**Directions:**
**A.** In the tokenization notebook, what does the ! in the Jupyter notebook mean?
**B.** In the tokenization notebook, copy out the passage that begins at the words "Read in a file" and stops after "if you want.", switching "practice" to "testing".

## Start Selection

Intro to low level NLP - Tokenization, Stopwords, Frequencies, Bigrams

Lynn Cherny, arnicas@gmail


In [ ]:
import itertools
import nltk
import string

In [ ]:
nltk.data.path

In [ ]:
nltk.data.path.append("../nltk_data")

In [ ]:
nltk.data.path = ['../nltk_data']

Tokenization

Read in a file to use for practice. The directory is one level above us now, in data/books. You can add other files into the data directory if you want.


In [ ]:
ls ../data/books

In [ ]:
# the "U" here is for universal newline mode, because newlines on Mac are \r\n and on Windows are \n.

with open("../data/books/Austen_Emma.txt", "U") as handle:
    text = handle.read()

In [ ]:
text[0:120]

Before we go further, it might be worth saying that even the lines of a text can be interesting as a visual. Here are a couple of books where every line is a line of pixels, and we've applied a simple search in JS to show lines of dialogue in pink. (The entire analysis is done in the web file book_shape.html -- so it's a little slow to load.)

But usually you want to extract some sense of the content, which means crunching the text itself to get insights about the overall file.


In [ ]:
## if you don't want the newlines in there - replace them all.
text = text.replace('\n', ' ')

In [ ]:
text[0:120]

In [ ]:
## Breaking it up by sentence!  Can be very useful for vis :)
nltk.sent_tokenize(text)[0:10]

In [ ]:
tokens = nltk.word_tokenize(text)
tokens[70:85]  # Notice the punctuation:

In [ ]:
# Notice the difference here:
nltk.wordpunct_tokenize(text)[70:85]

There are other options for tokenization in NLTK. You can test some out here: http://text-processing.com/demo/tokenize/

Doing it in textkit at the command line:

Thanks to the work of Bocoup.com, we have a library that will do some simple text analysis at the command line, wrapping up some of the python functions I'll be showing you. The library is at https://github.com/learntextvis/textkit. Be aware it is under development! Also, some of these commands will be slower than running the code in the notebook.

When I say you can run these at the command line, what I mean is that in your terminal window you can type the command you see here after the !. The ! in the Jupyter notebook means this is a shell command.

The | is a "pipe." This means take the output from the previous command and make it the input to the next command.


In [ ]:
# run text2words on this book file at this location, pipe the output to the unix "head" command, showing 20 lines
!textkit text2words ../data/books/Austen_Emma.txt | head -n20

In [ ]:
# Pipe the output through the lowercase textkit operation, before showing 20 lines again!

## End Selection
## Start Entries provided

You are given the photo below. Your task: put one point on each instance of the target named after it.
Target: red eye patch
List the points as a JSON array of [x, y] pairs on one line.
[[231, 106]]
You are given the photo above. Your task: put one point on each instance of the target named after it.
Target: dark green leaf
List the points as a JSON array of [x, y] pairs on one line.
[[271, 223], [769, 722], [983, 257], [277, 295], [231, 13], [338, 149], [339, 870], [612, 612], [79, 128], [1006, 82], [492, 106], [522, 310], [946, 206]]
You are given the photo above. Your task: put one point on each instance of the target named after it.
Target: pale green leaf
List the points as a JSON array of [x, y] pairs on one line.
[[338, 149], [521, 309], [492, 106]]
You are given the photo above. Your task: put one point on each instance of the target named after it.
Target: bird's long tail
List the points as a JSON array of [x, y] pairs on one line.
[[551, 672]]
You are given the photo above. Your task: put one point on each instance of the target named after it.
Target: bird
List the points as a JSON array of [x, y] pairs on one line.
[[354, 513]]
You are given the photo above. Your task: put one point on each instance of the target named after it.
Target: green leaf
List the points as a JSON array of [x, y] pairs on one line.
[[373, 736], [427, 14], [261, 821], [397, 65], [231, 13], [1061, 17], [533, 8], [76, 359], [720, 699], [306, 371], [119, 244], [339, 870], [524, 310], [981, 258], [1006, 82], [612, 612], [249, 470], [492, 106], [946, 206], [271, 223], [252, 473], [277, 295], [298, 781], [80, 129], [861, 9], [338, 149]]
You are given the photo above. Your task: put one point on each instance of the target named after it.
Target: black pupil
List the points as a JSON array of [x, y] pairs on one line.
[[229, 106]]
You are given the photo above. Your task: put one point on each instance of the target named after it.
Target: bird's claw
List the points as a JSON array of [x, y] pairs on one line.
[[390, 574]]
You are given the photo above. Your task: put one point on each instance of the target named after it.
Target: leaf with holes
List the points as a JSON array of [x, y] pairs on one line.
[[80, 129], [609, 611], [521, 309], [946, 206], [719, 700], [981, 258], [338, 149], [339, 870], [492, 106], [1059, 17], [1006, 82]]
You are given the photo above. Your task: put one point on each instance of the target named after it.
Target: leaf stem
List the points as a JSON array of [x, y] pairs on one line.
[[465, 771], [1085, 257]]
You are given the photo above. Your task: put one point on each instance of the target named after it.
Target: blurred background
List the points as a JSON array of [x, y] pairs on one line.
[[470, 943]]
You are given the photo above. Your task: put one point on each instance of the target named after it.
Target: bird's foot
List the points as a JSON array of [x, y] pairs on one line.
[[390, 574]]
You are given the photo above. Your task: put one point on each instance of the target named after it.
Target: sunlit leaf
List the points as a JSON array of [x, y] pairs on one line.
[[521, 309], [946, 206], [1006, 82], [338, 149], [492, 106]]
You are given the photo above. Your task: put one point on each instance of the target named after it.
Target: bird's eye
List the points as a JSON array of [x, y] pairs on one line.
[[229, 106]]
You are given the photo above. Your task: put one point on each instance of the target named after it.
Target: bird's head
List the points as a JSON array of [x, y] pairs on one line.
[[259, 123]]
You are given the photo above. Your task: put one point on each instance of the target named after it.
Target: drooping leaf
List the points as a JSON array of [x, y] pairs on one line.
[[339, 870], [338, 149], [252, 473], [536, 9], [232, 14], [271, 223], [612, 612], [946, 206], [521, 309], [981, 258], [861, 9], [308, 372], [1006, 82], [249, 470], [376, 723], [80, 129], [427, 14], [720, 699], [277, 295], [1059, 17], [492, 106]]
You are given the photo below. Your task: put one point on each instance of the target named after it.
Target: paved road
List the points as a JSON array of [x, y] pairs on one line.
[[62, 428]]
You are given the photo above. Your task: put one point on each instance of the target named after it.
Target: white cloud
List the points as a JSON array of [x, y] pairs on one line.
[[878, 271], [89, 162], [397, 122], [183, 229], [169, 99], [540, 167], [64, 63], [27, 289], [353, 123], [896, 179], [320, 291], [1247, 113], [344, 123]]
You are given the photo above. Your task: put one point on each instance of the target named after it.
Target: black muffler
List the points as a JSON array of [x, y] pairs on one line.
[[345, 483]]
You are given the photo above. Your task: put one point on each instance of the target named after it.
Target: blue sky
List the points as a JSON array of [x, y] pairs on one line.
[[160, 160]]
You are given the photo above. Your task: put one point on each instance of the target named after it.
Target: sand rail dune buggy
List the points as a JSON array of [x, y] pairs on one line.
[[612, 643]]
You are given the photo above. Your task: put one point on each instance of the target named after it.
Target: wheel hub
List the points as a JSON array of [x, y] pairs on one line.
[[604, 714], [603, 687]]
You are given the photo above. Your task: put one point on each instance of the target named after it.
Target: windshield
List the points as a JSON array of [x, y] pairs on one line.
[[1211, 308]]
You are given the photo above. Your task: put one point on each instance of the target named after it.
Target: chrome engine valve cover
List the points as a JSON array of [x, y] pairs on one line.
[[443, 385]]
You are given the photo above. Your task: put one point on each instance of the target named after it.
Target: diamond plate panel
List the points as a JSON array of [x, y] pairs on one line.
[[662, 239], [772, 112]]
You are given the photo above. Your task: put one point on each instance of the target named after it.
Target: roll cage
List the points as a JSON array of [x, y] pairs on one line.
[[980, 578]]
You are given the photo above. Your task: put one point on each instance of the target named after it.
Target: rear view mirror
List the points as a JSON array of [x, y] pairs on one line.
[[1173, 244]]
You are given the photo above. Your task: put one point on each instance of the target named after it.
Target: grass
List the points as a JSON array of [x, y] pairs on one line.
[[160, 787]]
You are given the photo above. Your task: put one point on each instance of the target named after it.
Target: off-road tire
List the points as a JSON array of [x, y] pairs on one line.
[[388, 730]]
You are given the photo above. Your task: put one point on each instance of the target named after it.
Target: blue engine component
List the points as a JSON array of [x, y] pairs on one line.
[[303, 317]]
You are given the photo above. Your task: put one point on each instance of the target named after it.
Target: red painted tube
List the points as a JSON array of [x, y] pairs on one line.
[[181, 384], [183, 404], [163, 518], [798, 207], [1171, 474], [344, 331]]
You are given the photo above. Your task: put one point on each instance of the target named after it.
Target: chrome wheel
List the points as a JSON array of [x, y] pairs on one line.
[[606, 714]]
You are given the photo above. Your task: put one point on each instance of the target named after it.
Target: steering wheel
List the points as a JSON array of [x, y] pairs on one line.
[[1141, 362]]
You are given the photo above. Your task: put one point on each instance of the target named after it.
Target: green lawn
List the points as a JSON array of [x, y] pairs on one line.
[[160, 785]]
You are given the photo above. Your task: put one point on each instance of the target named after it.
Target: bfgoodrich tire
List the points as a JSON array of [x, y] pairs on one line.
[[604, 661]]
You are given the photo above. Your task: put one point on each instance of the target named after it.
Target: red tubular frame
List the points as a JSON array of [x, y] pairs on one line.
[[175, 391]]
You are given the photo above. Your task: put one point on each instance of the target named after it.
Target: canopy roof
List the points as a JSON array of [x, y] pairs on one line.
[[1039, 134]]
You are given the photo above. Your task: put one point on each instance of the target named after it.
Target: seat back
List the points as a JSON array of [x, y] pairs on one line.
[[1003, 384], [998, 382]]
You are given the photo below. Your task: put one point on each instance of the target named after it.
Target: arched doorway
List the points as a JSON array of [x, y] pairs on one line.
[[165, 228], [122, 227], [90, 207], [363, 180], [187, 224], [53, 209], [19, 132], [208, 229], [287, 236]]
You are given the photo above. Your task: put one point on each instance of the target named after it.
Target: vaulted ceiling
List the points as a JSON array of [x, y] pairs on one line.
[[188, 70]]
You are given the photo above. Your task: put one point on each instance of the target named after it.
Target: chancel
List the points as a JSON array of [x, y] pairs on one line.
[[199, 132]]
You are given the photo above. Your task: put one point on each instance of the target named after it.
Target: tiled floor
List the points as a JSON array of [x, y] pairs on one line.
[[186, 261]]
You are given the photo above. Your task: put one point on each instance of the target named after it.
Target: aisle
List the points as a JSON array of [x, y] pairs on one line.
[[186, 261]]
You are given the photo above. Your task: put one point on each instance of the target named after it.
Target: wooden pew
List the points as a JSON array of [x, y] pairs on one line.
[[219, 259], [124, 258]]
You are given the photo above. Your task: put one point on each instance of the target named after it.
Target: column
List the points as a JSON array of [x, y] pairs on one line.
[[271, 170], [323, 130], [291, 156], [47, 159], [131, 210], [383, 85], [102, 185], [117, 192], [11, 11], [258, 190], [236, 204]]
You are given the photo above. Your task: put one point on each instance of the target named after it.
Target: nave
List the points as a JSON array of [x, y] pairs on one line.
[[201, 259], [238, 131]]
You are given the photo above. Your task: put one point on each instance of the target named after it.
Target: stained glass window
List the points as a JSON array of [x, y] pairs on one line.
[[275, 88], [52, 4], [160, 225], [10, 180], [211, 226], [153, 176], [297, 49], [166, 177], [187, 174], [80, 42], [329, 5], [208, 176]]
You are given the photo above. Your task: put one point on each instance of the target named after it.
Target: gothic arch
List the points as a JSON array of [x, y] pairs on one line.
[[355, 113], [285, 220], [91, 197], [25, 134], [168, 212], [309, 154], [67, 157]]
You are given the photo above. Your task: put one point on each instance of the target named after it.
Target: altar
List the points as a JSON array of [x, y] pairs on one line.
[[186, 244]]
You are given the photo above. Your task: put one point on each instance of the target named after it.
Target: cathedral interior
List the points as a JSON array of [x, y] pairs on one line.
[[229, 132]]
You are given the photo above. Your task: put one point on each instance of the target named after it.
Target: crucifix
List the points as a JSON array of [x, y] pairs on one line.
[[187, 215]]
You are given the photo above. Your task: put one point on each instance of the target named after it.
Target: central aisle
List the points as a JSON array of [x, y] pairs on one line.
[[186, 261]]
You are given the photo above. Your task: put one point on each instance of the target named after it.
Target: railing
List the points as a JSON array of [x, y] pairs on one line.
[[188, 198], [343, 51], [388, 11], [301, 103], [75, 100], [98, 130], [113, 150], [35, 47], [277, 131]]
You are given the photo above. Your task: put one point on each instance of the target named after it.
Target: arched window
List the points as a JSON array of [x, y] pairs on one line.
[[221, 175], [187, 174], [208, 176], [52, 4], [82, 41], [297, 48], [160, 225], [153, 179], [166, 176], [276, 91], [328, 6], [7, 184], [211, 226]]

## End Entries provided

**Completed exercise:**
**A.** It means the line is a shell command.

**B.**
Read in a file to use for testing. The directory is one level above us now, in data/books. You can add other files into the data directory if you want.